**GOAL**
Locate every line in the records below that contains the word "face" and copy each of those lines.

— Start DATA LISTING —

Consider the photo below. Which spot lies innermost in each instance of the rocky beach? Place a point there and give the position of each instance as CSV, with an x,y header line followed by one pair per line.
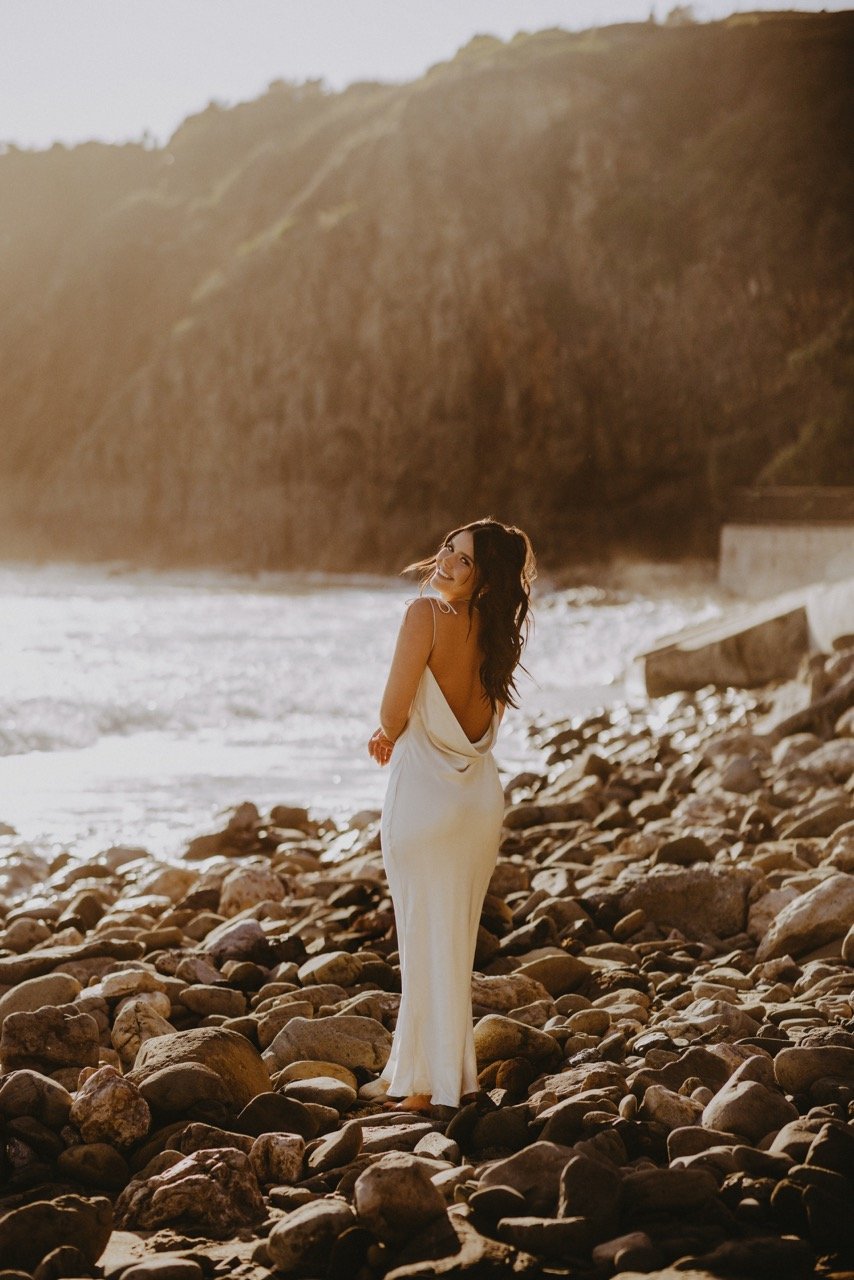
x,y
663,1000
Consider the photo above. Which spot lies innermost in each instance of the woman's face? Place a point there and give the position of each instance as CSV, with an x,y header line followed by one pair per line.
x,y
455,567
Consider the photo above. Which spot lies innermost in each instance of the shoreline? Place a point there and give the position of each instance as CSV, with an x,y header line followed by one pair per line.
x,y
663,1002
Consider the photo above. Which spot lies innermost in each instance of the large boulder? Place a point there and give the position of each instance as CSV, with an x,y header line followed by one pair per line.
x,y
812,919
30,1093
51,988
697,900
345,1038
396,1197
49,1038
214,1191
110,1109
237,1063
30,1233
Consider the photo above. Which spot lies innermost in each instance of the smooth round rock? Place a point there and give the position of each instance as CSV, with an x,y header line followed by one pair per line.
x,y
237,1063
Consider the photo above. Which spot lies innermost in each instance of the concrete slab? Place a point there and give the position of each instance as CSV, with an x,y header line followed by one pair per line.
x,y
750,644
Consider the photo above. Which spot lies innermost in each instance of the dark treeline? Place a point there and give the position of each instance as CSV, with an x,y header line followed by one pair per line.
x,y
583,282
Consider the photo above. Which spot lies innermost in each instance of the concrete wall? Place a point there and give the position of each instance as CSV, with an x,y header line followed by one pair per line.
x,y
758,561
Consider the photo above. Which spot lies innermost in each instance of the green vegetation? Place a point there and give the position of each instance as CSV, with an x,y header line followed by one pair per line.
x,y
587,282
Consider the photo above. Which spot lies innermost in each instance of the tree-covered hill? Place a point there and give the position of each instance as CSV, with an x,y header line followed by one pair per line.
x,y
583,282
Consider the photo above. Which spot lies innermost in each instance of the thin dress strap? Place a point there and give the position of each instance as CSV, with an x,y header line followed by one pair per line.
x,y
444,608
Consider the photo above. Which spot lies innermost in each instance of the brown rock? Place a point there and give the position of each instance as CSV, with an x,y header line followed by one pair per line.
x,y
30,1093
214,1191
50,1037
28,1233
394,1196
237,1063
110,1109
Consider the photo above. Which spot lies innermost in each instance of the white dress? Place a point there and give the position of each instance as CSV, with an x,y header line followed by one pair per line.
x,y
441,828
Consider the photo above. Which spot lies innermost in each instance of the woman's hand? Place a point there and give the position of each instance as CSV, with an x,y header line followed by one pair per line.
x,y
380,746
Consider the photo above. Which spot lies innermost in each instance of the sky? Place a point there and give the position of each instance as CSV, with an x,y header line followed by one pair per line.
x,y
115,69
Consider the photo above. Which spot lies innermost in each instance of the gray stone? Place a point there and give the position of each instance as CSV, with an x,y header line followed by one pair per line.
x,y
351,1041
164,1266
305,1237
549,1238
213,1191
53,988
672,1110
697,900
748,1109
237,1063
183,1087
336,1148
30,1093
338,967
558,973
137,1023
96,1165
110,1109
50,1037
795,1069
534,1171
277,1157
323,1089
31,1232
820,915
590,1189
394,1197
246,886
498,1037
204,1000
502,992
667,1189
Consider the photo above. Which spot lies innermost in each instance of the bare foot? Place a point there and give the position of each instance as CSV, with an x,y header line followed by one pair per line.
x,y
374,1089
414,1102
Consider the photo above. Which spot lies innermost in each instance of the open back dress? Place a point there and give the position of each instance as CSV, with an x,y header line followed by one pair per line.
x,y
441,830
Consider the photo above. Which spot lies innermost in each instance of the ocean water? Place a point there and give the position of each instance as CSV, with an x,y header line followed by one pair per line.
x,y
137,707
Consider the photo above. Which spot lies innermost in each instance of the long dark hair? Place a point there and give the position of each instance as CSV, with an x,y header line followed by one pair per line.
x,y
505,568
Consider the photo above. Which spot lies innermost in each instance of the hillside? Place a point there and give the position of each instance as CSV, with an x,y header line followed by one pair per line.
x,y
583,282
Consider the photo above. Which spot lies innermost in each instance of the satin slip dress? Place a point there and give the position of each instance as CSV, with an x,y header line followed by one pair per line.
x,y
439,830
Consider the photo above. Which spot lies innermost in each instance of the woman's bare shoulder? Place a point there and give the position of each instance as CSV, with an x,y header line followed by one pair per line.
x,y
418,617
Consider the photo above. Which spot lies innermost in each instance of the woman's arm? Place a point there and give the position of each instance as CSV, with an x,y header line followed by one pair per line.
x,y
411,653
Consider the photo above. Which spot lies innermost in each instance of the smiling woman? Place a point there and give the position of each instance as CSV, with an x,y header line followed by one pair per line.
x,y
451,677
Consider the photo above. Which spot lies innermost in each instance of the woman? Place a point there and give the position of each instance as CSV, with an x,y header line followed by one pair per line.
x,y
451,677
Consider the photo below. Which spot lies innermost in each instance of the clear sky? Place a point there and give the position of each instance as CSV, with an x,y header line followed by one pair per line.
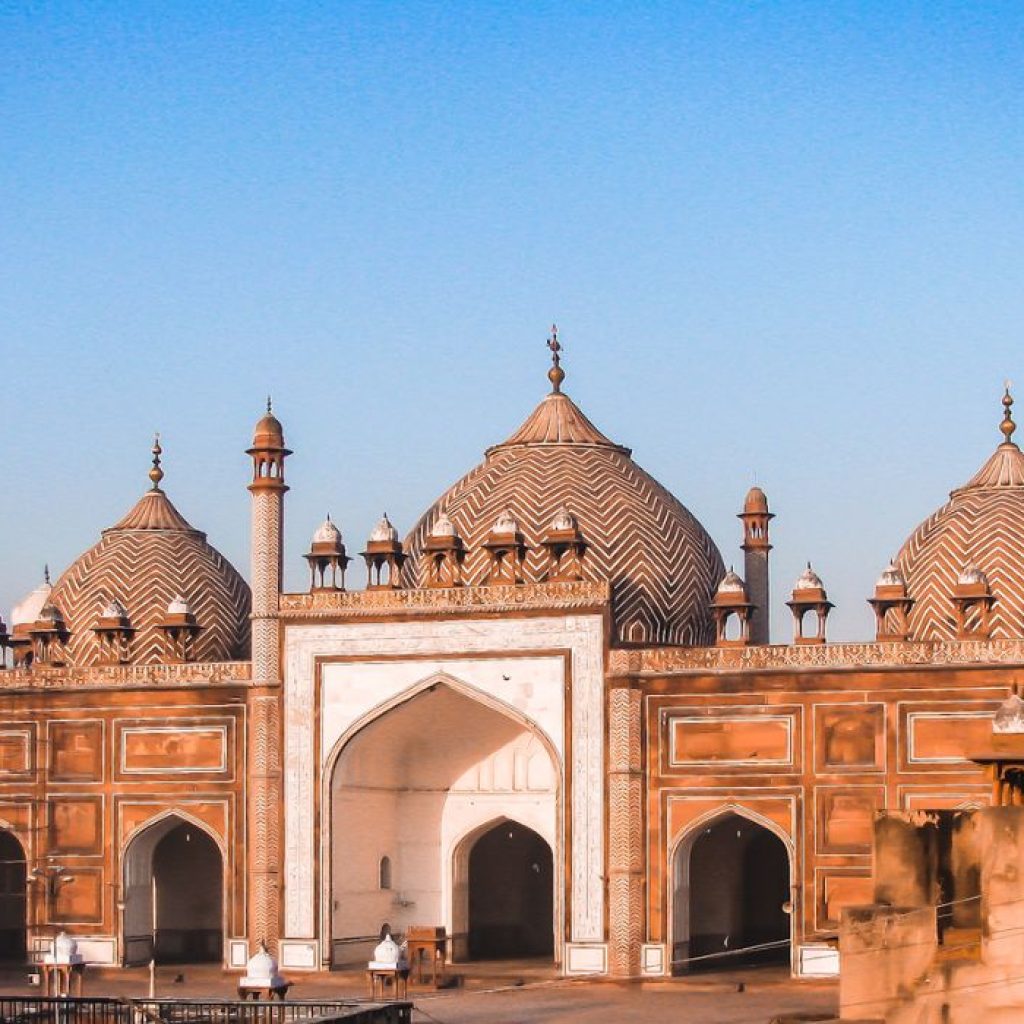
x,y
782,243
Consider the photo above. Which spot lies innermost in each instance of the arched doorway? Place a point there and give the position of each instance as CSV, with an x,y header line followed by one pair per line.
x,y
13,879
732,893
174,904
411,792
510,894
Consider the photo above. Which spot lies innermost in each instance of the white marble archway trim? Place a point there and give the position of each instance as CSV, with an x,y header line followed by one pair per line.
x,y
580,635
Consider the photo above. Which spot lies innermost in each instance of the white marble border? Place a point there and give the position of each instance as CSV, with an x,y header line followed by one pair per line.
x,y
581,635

— End DATA LISTING —
— Start DATA LISTING —

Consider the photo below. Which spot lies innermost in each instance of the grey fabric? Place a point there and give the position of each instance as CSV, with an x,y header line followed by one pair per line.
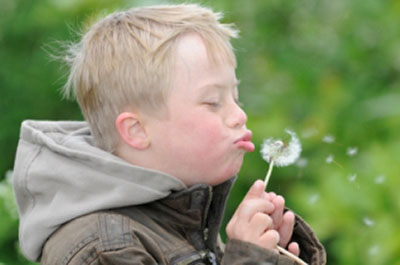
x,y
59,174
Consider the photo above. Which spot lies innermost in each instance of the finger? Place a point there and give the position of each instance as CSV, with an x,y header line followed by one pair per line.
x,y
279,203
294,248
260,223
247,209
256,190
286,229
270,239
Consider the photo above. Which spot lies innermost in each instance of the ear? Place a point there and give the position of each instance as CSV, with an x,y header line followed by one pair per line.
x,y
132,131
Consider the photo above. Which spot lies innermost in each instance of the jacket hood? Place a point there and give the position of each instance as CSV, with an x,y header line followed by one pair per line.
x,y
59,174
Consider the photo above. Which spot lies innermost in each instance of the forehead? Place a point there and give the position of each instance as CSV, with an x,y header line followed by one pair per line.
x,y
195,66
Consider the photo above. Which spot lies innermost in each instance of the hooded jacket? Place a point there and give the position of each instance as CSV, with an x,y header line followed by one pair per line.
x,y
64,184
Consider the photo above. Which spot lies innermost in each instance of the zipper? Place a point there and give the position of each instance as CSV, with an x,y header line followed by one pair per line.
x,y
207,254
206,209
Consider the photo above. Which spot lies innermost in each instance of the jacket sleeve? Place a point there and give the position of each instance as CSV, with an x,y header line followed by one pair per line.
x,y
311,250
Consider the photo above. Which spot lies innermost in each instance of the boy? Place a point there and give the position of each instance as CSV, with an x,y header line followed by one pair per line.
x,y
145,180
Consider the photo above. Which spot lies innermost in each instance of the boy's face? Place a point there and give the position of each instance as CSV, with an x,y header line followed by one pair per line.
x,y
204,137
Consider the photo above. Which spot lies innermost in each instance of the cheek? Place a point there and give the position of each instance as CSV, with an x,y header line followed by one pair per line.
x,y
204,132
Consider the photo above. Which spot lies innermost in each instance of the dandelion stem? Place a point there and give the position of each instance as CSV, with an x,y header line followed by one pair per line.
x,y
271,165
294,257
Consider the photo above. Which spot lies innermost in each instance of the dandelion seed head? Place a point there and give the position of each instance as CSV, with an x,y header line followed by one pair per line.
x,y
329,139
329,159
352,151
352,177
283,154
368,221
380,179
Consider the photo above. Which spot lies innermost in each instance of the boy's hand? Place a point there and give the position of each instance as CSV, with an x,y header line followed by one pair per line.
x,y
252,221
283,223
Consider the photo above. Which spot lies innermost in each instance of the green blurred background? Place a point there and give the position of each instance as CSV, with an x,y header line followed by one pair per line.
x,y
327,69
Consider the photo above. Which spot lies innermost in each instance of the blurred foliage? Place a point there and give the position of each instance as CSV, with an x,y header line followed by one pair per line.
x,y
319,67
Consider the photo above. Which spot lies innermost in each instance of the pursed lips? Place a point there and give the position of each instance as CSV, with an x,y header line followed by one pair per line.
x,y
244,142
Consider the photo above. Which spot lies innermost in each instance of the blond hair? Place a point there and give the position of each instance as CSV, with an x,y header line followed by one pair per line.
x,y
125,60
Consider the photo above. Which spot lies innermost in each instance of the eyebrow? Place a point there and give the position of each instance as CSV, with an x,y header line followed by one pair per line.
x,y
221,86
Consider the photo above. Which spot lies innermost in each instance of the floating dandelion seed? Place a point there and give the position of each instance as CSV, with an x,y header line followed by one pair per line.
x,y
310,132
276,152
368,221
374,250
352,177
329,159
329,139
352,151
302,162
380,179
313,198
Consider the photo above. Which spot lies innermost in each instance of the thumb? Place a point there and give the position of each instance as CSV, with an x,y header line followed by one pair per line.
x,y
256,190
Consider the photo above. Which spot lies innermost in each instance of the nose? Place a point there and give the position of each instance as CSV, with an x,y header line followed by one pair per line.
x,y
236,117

— End DATA LISTING —

**ANSWER IN FULL**
Consider the photo above. Which spot lies innermost in each instance of the woman's face? Place a point there and give the position of each instance as CSV, with an x,y header line followed by one pair per line.
Consider the photo above. Which spot lies innermost in each instance of the boy's face? Place a point there and give the position of each instance as CSV, with an x,y header line followed by one pair per line.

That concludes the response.